/---
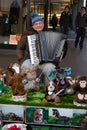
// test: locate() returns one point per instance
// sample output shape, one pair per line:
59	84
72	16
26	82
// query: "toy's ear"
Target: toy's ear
10	80
16	67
\---
Reproduce the records above exactly, leaving out every picture they contain.

(RESULT):
// test: locate() returns one point per instance
// sample output shape, one pair per line:
59	84
72	16
26	82
// query: "toy's ear"
Target: toy's ear
10	80
16	67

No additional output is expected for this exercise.